Top of Information given

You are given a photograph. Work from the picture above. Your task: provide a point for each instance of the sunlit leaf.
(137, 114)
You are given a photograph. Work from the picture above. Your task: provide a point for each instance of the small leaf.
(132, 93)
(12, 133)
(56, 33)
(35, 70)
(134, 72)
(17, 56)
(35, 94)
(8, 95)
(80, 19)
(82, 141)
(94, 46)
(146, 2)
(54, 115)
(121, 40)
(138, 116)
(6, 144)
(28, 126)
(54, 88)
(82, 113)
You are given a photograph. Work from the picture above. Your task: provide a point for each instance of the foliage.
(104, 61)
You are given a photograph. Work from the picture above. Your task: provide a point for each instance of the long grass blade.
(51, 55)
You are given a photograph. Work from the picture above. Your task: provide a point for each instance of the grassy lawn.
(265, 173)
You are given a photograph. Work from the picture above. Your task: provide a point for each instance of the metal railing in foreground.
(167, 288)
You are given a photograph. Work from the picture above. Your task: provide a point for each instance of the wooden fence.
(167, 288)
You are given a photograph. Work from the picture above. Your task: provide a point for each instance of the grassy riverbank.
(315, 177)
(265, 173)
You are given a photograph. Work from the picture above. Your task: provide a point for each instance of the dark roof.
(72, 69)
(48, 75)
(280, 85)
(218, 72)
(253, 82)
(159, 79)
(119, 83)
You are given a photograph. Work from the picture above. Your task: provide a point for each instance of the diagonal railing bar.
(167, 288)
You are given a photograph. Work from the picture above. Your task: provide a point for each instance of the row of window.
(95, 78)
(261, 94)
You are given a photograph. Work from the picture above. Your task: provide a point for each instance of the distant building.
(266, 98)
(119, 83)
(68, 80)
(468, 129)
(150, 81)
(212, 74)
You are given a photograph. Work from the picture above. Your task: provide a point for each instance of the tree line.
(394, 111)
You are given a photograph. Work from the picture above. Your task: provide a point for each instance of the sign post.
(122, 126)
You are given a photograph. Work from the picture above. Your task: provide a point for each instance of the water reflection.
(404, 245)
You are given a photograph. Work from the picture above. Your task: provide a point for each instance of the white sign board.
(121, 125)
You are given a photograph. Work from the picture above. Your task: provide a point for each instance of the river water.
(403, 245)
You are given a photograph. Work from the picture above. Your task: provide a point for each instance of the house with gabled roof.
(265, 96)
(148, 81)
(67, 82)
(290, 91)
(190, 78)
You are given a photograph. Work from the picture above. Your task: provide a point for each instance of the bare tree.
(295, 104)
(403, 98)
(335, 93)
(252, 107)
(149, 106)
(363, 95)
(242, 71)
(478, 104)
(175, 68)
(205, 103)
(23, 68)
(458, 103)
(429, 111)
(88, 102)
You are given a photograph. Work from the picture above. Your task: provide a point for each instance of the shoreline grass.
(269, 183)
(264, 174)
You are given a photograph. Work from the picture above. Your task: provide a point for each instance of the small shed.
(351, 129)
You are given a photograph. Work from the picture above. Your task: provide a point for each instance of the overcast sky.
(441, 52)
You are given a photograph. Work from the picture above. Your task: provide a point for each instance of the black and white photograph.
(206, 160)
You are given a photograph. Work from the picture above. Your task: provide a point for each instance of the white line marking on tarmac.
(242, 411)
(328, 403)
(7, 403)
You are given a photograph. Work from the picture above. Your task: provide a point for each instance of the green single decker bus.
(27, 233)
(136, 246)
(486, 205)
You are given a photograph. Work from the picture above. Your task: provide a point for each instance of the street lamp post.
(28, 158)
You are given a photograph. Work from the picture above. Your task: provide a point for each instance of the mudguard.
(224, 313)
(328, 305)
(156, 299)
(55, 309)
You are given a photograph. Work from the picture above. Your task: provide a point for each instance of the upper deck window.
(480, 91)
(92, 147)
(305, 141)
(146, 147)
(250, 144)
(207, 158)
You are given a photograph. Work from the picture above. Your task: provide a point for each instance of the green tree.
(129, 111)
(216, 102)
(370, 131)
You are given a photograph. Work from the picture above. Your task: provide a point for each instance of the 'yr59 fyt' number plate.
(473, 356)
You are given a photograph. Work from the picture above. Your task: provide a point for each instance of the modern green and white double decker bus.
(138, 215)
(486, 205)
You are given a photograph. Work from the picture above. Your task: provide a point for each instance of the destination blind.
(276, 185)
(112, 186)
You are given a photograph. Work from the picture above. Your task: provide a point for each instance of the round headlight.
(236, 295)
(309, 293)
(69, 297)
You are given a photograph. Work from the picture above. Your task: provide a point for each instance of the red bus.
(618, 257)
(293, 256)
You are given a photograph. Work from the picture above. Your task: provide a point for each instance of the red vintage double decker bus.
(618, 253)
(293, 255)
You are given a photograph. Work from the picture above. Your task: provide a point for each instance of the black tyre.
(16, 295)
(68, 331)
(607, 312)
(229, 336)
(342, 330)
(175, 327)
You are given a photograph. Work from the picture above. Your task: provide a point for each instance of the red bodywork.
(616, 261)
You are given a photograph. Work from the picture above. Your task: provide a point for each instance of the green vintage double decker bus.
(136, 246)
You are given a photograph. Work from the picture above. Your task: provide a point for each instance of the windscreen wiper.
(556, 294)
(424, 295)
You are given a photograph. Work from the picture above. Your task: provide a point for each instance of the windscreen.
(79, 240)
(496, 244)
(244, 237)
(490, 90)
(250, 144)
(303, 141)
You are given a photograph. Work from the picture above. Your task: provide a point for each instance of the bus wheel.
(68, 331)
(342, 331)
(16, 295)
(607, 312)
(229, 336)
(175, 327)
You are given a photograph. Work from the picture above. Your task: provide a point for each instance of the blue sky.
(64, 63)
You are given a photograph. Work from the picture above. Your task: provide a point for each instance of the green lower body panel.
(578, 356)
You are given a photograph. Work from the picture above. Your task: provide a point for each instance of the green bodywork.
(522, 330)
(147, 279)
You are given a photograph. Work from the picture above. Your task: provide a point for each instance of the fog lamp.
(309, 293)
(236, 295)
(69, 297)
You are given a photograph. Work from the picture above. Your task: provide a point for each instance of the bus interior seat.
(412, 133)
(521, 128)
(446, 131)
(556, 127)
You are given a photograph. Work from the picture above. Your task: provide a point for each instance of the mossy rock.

Bottom of Information given

__Task prompt__.
Copy all the records exactly so that no character differs from the source.

__Answer to this task__.
You are given a photograph. Work from the picture above. Your task: provide a point for each instance of the sunlit leaf.
(137, 114)
You are given a photograph. Work from the picture above. Your task: provide a point for each instance of the small leaf.
(132, 93)
(12, 133)
(56, 33)
(35, 70)
(134, 72)
(17, 56)
(35, 94)
(8, 95)
(80, 19)
(82, 141)
(94, 46)
(146, 2)
(54, 115)
(121, 40)
(138, 116)
(6, 144)
(28, 126)
(54, 88)
(82, 113)
You are given a photograph. Work from the picture above. Your task: provide a point for each instance of the foliage.
(104, 61)
You are given a photograph. Work from the picture above. Your task: provide a point for each instance of the long grass blade.
(51, 55)
You are given a photograph. Work from the picture above. Your task: provide a point for each instance of the grassy lawn.
(265, 173)
You are given a photograph. Work from the picture above. Your task: provide a point for each instance of the metal railing in foreground.
(167, 288)
You are given a photograph. Work from the picture above. Your task: provide a point for each instance of the wooden fence.
(167, 288)
You are given a photograph. Work from the picture above. Your task: provide a point for each instance of the grassy riverbank.
(315, 177)
(265, 173)
You are given a photograph. Work from the picture above. Your task: provide a point for each instance of the dark roof.
(72, 69)
(48, 75)
(280, 85)
(218, 72)
(253, 82)
(159, 79)
(119, 83)
You are given a photograph. Work from the picture above. Your task: provide a point for each instance of the diagonal railing bar.
(167, 288)
You are given a photograph. Work from the picture above. Your task: provide a point for each instance of the row of window.
(95, 78)
(261, 94)
You are given a photograph. Work from the picture above. Your task: provide a point for each instance of the distant building.
(266, 98)
(119, 83)
(68, 80)
(468, 129)
(150, 81)
(212, 74)
You are given a photograph. Work from the picture above. Your task: provide a point for each instance of the tree line.
(394, 111)
You are given a photograph. Work from the picture above. Your task: provide a point for each instance of the sign post.
(122, 126)
You are given a photograph. Work from the picture above. Your task: provide a point for each instance of the water reflection.
(404, 245)
You are given a photograph. Work from the picture above. Your task: provide a point for each instance of the white sign board.
(121, 125)
You are given a photograph. Work from the picture above. Your task: provide a point for each instance of the river water.
(403, 245)
You are given a photograph. Work from the picture above. Your task: provide a point for each instance of the house with gabled roof.
(265, 96)
(148, 81)
(67, 82)
(290, 91)
(190, 78)
You are given a photograph. Work from the picture above. Your task: provide a point for each instance of the bare tree.
(295, 104)
(403, 98)
(335, 93)
(252, 107)
(149, 106)
(363, 95)
(242, 71)
(478, 104)
(175, 68)
(205, 103)
(23, 68)
(458, 103)
(429, 111)
(88, 102)
You are given a photograph. Work from the picture above. Your task: provide a point for each instance of the shoreline grass.
(269, 183)
(264, 174)
You are given a photograph. Work from the picture above. Your task: provide a point for each instance of the small shed.
(351, 129)
You are given a photograph. Work from the picture above. Your task: provide a point for each instance of the overcast sky.
(441, 52)
You are given a photograph. Work from the picture above. Your task: provide a point for each instance of the black and white photograph.
(206, 160)
You are given a photograph. Work from the picture above. Your task: provide a point for each instance of the white line marking on tarmac.
(242, 411)
(328, 403)
(7, 403)
You are given a photograph. Work from the picture above. Your task: provide a point for each instance of the green single decker bus.
(27, 233)
(136, 246)
(486, 205)
You are given a photograph. Work from the picture above. Your task: provide a point for each instance of the street lamp post.
(28, 158)
You are given a photograph. Work from the picture above. Your task: provide a point for each instance of the mudguard.
(224, 313)
(328, 305)
(156, 299)
(55, 309)
You are given a photograph. Work from the picture above. Your task: provide a point for each instance of the upper deck window.
(480, 91)
(92, 147)
(305, 141)
(146, 147)
(250, 144)
(207, 158)
You are given a photograph. Work from the picture above. Your task: provide a point for each instance of the green tree.
(129, 111)
(216, 102)
(370, 131)
You are given a photograph. Work from the picture above. Your task: provide a point for each instance of the 'yr59 fyt' number plate.
(473, 356)
You are given a photograph. Work from the picture above. Your task: provide a point for each instance of the modern green and white double decker bus.
(138, 215)
(486, 205)
You are given a photograph. Work from the picture above. Your task: provide a point for each instance of the destination blind.
(276, 185)
(112, 186)
You are given a photograph. Work from the picture above. Your task: provide a point for each instance of the round headlight.
(236, 295)
(309, 293)
(69, 297)
You are given a photograph. Work from the picture above. Your task: provide a point for each instance of the red bus.
(618, 257)
(293, 256)
You are given a photograph. Work from the picture above. Your task: provide a point for each instance of the red vintage double decker bus.
(618, 253)
(293, 255)
You are given a photograph. Work from the picture above. Your task: provide a point for each instance of the black tyre.
(16, 295)
(68, 331)
(607, 312)
(229, 336)
(342, 330)
(175, 327)
You are given a photograph. Work from the picture above. Your task: provide a point for each instance of the red bodywork.
(616, 261)
You are given a photograph. Work from the picture above. Your task: provide a point for each instance of the green vintage double decker bus.
(136, 246)
You are given a photograph. Work from the picture above. Your task: provide a point for each instance of the windscreen wiper.
(556, 294)
(424, 295)
You are given a photograph. Work from the picture above. Your task: provide a point for each instance of the windscreen.
(79, 240)
(496, 244)
(244, 237)
(490, 90)
(250, 144)
(303, 141)
You are given a photograph. Work from the picture above. Your task: provide a point for each instance of the bus wheel.
(68, 331)
(342, 331)
(16, 295)
(607, 312)
(229, 336)
(175, 327)
You are given a photograph. Work from the picture above. Your task: provide a point for each instance of the blue sky.
(64, 63)
You are given a photograph. Work from the picture above. Your task: provide a point for each instance of the green lower body panel.
(578, 356)
You are given a photograph. Work from the picture above. Your task: provide a point for each instance of the green bodywork.
(522, 330)
(147, 279)
You are given a photograph. Work from the picture above. Your task: provide a point for each instance of the fog lamp.
(309, 293)
(236, 295)
(69, 297)
You are given a photograph. Work from the picture above. Your task: provide a point for each instance of the bus interior seat.
(412, 133)
(521, 128)
(446, 131)
(556, 127)
You are given a photograph. Work from the picture above. Your task: provide a point for each instance of the mossy rock.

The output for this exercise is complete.